Quoted text:

As Father points out, the RAU was likely to have the PGM's date of birth and former names, since an assessment of the PGM's home was submitted to the RAU. The ICWA notices do not even contain Father's place of birth, or the paternal grandfather's name, even though Father was likely to have that information. --------
It likely that CFS could have obtained substantially more identifying information about Father, the PGM, and the children's other paternal ancestors, had CFS made any attempt to investigate the children's paternal ancestry through either Father or the PGM. But the record does not show that CFS ever asked Father for any such information. And, as CFS concedes, it did not ask the PGM for any such information when the PGM was in contact with CFS, around August 2016, when her home was being assessed for the children's placement. (In re K.R., supra, 20 Cal.App.5th at p. 707.)
In addition, either Father or the PGM may have been able to put CFS in contact with other paternal relatives who may have had identifying information about the children's paternal ancestors. (§ 224.3, subd. (c).) In any event, on this record it is not possible to know whether CFS would have discovered information sufficient to enable any of the noticed tribes, any other tribe, or the BIA, to determine whether the children were Indian children. (In re N.G., supra, 27 Cal.App.5th at pp. 483-485.) For this reason, the ICWA errors are not harmless. (In re S.E. (2013) 217 Cal.App.4th 610, 615-616.)
As this court has observed, "the [juvenile] court has a responsibility to ascertain that the agency has conducted an adequate [ICWA] investigation and cannot simply sign off on [ICWA] notices as legally adequate without doing so. Here, the court did not inquire as to what efforts [CFS] had made to contact the [PGM or other paternal relatives], and accordingly failed in its duty to ensure compliance with ICWA." (In re K.R., supra, 20 Cal.App.5th at p. 709.) Thus, the judgment terminating parental rights must be conditionally reversed to allow the juvenile court and CFS to comply with the inquiry and notice requirements of ICWA and related California law. (Ibid.)
2. The Parents Have Not Forfeited Their Claims of ICWA Error
Notwithstanding its concession that it did not comply with ICWA's inquiry and notice requirements, CFS argues that the parents have forfeited their claims of ICWA error in this appeal. CFS points out that Father filed a prior notice of appeal in case No. E066940, challenging the court's jurisdictional and dispositional findings. By that time, ICWA notices had been sent, CFS had filed its initial ICWA declaration of due diligence, and these records were part of the record in the prior appeal. Thus, CFS argues, Father could have raised the ICWA claims in his prior appeal. CFS also argues that either parent could have raised the ICWA issues on appeal from the court's March 29, 2017, order finding that ICWA did not apply and that no further ICWA notices were required.

(Object point labels)

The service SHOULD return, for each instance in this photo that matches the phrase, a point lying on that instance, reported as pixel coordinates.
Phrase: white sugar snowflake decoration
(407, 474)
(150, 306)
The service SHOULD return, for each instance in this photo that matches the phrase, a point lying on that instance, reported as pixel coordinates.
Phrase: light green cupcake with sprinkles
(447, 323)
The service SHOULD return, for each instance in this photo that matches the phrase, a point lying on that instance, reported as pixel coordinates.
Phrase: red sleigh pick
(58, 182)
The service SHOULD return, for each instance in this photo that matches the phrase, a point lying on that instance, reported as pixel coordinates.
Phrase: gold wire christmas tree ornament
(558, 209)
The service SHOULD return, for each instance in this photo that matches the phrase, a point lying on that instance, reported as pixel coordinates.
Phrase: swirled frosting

Work to complete:
1) Write out everything in the ICWA passage from "As Father points" down to "at p. 707.)", word for word.
2) Continue the ICWA passage from the point where it stops.

Responses to the exercise:
1)
As Father points out, the RAU was likely to have the PGM's date of birth and former names, since an assessment of the PGM's home was submitted to the RAU. The ICWA notices do not even contain Father's place of birth, or the paternal grandfather's name, even though Father was likely to have that information. --------
It likely that CFS could have obtained substantially more identifying information about Father, the PGM, and the children's other paternal ancestors, had CFS made any attempt to investigate the children's paternal ancestry through either Father or the PGM. But the record does not show that CFS ever asked Father for any such information. And, as CFS concedes, it did not ask the PGM for any such information when the PGM was in contact with CFS, around August 2016, when her home was being assessed for the children's placement. (In re K.R., supra, 20 Cal.App.5th at p. 707.)

2)
The parents' failure to raise the ICWA issues in an earlier appeal does not mean that they have forfeited their claims of ICWA error. It is settled that a parents' failure to appeal from an earlier order does not preclude the parent from raising ICWA compliance issues in an appeal from a later order, including an order terminating parental rights. (In re Isaiah W., supra, 1 Cal.5th at pp. 6, 9, 14-15; In re N.G., supra, 27 Cal.App.5th at p. 485; In re K.R., supra, 20 Cal.App.5th at p. 706.) Thus, neither parent has forfeited their claims of ICWA error, and the claims are cognizable in this appeal.
IV. DISPOSITION
The April 22, 2019, judgment terminating parental rights to the children is conditionally reversed. The matter is remanded to the juvenile court with directions to comply with the inquiry and notice provisions of ICWA and sections 224.2 and 224.3. On remand, the court must ensure that CFS fully investigates the children's paternal lineal ancestry; gives new ICWA notices, including all previously known and newly discovered identifying information concerning the children's paternal lineal ancestry to the previously noticed tribes, the BIA, and any additional tribes, and other parties, as necessary to comply with ICWA and related California law. If, after receiving ICWA notice as required by sections 224.2 and 224.3, the tribes or the BIA do not respond to the ICWA notices, or respond that the children are not Indian children, the judgment terminating parental rights shall immediately be reinstated and further proceedings shall be conducted, as appropriate. If any tribe or the BIA determines the children are Indian children, the court shall proceed as required by ICWA.
NOT TO BE PUBLISHED IN OFFICIAL REPORTS
FIELDS
J. We concur: RAMIREZ
P. J. MILLER
J.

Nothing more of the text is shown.